Given records:

□ □ □ □ □

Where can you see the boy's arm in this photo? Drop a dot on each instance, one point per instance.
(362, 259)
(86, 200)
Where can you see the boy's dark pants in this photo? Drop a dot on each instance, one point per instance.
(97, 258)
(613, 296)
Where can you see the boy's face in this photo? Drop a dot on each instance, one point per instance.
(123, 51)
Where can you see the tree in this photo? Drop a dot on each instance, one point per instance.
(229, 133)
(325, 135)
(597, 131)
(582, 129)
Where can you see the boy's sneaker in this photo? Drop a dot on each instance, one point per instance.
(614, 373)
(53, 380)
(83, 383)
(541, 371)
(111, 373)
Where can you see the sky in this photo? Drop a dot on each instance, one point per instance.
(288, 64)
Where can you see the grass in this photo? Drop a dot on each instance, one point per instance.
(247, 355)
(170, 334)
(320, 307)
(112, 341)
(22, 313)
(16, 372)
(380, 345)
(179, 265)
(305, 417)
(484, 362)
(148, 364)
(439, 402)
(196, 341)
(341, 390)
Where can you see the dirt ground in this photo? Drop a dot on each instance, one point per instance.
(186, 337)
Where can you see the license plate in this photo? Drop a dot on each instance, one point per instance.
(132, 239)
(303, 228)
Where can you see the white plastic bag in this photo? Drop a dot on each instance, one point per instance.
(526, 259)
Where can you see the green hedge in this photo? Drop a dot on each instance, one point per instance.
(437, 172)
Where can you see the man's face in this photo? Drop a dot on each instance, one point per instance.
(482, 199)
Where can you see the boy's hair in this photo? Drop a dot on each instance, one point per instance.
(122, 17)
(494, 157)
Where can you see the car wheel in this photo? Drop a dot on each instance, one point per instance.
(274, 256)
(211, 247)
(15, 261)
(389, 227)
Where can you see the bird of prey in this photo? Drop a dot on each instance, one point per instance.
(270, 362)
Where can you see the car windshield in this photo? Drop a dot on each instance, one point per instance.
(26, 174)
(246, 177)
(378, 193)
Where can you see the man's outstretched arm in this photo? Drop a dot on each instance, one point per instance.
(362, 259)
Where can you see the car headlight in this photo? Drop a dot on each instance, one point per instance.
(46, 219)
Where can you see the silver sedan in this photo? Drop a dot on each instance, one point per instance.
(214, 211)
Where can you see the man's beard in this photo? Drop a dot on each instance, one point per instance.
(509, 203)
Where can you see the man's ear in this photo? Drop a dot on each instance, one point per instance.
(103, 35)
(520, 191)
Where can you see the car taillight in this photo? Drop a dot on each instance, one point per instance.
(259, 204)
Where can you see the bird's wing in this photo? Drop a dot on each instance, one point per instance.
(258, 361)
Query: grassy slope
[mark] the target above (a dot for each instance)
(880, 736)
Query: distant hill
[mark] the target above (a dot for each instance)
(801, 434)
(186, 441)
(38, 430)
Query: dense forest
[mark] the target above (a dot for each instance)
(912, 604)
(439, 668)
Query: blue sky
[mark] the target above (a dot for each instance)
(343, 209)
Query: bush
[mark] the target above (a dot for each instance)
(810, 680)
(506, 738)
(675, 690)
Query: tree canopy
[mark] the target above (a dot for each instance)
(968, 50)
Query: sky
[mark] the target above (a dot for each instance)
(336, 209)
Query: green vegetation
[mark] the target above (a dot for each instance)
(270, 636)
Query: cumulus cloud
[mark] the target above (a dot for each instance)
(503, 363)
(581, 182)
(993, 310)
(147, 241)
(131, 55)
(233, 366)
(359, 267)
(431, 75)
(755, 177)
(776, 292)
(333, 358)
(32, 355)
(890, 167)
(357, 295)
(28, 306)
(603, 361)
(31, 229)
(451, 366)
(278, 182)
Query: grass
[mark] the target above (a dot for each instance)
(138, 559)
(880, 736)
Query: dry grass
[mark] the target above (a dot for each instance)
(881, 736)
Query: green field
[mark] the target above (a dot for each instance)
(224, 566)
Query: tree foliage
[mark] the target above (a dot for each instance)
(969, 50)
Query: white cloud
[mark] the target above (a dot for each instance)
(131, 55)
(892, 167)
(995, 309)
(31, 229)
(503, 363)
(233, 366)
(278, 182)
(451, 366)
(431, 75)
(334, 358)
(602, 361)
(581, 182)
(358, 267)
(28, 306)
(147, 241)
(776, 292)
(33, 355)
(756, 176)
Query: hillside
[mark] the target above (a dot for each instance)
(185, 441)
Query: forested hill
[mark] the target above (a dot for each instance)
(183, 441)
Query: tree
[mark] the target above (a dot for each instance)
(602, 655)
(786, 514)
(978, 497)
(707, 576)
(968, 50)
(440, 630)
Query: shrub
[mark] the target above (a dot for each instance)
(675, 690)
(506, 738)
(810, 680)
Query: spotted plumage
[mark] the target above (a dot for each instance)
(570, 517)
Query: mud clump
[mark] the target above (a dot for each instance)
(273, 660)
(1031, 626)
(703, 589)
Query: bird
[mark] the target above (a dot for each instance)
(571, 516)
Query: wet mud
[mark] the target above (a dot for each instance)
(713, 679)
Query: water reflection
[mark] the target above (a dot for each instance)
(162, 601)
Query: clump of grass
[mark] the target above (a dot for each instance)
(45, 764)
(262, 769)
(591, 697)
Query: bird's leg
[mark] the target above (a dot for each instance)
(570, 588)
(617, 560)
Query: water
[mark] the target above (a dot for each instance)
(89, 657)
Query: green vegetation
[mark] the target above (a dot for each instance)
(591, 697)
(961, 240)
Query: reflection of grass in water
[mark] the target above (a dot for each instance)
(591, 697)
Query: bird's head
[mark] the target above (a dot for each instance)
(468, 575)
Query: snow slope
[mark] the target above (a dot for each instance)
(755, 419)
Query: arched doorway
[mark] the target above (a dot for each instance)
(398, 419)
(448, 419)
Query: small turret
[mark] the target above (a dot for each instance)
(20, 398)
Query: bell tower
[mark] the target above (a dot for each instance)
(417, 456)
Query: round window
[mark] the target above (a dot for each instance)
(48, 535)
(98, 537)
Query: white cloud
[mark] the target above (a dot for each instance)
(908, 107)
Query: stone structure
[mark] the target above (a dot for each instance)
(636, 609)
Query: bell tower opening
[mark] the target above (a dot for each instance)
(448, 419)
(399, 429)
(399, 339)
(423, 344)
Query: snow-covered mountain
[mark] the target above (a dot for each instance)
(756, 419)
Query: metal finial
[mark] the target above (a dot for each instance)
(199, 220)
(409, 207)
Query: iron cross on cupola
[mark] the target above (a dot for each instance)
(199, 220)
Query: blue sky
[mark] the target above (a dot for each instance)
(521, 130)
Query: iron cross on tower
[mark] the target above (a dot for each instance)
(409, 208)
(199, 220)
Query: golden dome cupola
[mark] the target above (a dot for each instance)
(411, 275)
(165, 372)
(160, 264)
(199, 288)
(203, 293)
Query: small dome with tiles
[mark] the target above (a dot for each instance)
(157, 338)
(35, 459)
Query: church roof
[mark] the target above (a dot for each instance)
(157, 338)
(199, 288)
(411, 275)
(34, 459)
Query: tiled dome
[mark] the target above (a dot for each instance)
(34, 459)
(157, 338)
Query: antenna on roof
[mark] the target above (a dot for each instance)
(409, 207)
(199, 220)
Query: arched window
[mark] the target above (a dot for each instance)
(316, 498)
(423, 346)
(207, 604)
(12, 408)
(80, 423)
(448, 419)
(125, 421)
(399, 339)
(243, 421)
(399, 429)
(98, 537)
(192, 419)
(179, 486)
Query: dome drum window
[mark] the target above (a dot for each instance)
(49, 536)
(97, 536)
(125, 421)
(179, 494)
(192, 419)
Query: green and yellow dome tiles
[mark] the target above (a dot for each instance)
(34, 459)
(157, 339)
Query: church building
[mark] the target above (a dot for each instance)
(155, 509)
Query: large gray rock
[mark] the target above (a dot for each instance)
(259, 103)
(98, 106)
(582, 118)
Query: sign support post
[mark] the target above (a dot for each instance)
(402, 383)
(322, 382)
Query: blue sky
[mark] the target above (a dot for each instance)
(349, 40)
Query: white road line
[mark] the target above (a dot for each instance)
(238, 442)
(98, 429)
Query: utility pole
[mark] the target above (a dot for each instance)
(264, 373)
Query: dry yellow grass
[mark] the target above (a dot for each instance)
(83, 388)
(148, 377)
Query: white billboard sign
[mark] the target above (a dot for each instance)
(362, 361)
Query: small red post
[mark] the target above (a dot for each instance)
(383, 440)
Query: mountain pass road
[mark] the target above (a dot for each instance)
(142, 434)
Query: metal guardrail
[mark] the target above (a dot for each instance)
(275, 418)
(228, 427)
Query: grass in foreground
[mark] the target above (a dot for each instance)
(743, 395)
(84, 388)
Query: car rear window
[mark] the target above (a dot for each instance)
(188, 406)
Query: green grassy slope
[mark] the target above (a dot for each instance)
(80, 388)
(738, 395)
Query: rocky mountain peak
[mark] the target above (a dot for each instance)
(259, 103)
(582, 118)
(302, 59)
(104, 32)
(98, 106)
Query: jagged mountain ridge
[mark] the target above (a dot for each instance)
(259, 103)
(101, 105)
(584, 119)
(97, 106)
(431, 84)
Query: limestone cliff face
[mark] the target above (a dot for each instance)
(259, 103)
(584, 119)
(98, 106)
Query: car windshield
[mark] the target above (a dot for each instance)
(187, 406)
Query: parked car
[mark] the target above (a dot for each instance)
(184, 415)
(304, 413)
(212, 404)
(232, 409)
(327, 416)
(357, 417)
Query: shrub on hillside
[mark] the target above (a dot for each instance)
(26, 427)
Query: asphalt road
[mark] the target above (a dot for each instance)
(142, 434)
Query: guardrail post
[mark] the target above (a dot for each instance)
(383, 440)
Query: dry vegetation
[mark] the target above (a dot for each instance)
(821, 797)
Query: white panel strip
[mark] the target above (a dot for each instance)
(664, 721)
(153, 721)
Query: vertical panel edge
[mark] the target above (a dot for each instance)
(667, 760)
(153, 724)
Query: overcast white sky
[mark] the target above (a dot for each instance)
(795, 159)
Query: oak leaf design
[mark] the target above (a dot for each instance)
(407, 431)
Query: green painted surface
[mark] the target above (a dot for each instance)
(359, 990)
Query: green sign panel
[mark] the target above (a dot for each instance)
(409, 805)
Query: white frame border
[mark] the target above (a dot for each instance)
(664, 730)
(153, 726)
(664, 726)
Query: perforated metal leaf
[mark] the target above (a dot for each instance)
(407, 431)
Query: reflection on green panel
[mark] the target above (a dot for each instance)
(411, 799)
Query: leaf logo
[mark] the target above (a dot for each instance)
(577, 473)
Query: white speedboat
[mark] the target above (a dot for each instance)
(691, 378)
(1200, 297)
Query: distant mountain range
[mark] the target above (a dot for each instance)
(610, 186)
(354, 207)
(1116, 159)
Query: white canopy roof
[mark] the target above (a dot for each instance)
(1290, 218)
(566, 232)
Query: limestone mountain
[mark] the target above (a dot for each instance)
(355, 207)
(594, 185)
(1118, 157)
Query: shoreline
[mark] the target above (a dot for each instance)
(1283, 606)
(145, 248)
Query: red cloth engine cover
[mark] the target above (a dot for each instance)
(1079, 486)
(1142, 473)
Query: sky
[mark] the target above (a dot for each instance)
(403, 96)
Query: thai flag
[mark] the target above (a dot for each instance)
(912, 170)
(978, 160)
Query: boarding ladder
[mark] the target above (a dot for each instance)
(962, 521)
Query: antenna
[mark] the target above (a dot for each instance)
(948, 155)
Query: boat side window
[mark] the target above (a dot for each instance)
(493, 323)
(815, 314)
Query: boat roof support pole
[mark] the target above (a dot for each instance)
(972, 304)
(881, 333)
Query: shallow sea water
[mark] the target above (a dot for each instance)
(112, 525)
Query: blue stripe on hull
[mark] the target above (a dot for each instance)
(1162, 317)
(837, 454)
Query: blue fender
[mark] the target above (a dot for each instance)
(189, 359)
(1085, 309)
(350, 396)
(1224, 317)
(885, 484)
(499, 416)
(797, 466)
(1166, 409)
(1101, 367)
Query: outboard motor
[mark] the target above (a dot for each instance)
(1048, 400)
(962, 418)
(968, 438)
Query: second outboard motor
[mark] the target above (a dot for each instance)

□ □ □ □ □

What to do:
Exact repetition is required for the lines from the one that contains "Query: perforated metal leaf" through the final line; leave out everything else.

Exercise response:
Query: perforated metal leaf
[mark] the target above (a dot for each instance)
(407, 431)
Query: reflection on green panel
[mark] the target above (a dot for each instance)
(411, 799)
Query: leaf logo
[mark] the target above (a dot for each instance)
(577, 473)
Query: white speedboat
[mark] the target above (a dot for each instance)
(691, 378)
(1200, 297)
Query: distant mountain range
[mark] the target above (a dot for each instance)
(610, 186)
(354, 207)
(1116, 159)
Query: white canopy roof
[mark] the target above (a dot for each instance)
(1290, 218)
(566, 232)
Query: limestone mountain
[mark] the target above (a dot for each instance)
(355, 207)
(594, 185)
(1118, 157)
Query: shoreline
[mark] the target above (a dot for each instance)
(1283, 606)
(145, 248)
Query: red cloth engine cover
[mark] the target above (a dot for each instance)
(1079, 486)
(1142, 473)
Query: sky
[mark] the target above (a dot for each instance)
(403, 96)
Query: thai flag
[mark] the target above (a dot for each instance)
(912, 170)
(978, 160)
Query: boarding ladder
[mark] the target above (a dot for each instance)
(962, 521)
Query: antenna
[mark] the target above (a dot for each instance)
(948, 155)
Query: boat side window
[mark] the target above (a dot for each instance)
(493, 323)
(815, 314)
Query: boat roof support pole
[mark] the target above (a dot for each instance)
(972, 304)
(881, 333)
Query: shallow sea water
[mark] the target above (a dot for each instance)
(112, 525)
Query: blue stripe on hull
[mark] the target above (a dot for each instance)
(1162, 317)
(837, 454)
Query: blue fender
[mark] the target above (a dot for each instance)
(189, 359)
(1085, 309)
(350, 396)
(1224, 317)
(885, 484)
(499, 416)
(797, 466)
(1166, 409)
(1101, 367)
Query: outboard motor
[mark] the target above (a dot for each instance)
(1048, 400)
(962, 418)
(968, 438)
Query: second outboard motor
[mark] the target above (a dot for each instance)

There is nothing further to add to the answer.